**The task:** Reproduce each line below word for word.

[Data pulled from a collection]

····················

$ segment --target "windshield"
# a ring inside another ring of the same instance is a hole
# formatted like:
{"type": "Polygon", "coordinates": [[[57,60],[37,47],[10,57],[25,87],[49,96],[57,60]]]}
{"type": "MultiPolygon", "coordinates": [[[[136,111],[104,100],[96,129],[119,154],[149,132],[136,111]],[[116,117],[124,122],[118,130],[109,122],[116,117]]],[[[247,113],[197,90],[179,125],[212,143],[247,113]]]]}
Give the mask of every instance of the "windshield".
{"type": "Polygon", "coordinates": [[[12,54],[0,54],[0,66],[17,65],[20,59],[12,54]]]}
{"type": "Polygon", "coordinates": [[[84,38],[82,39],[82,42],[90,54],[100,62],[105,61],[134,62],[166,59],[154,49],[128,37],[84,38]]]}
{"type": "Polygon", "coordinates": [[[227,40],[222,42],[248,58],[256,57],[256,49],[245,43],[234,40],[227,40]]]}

····················

**Exercise output:**
$ segment --target "windshield"
# a ring inside another ring of the same instance is a hole
# formatted like:
{"type": "Polygon", "coordinates": [[[57,60],[37,47],[10,57],[25,87],[49,96],[57,60]]]}
{"type": "MultiPolygon", "coordinates": [[[[136,111],[104,100],[96,129],[119,154],[149,132],[136,111]],[[116,117],[124,122],[118,130],[109,122],[116,117]]],[[[247,113],[197,90],[179,125],[212,143],[247,113]]]]}
Give the mask of every instance of the "windshield".
{"type": "Polygon", "coordinates": [[[12,54],[0,54],[0,66],[17,65],[20,59],[12,54]]]}
{"type": "Polygon", "coordinates": [[[84,38],[82,39],[82,42],[90,54],[100,62],[105,61],[134,62],[166,59],[154,49],[128,37],[84,38]]]}
{"type": "Polygon", "coordinates": [[[227,40],[222,42],[248,58],[256,57],[256,49],[245,43],[234,40],[227,40]]]}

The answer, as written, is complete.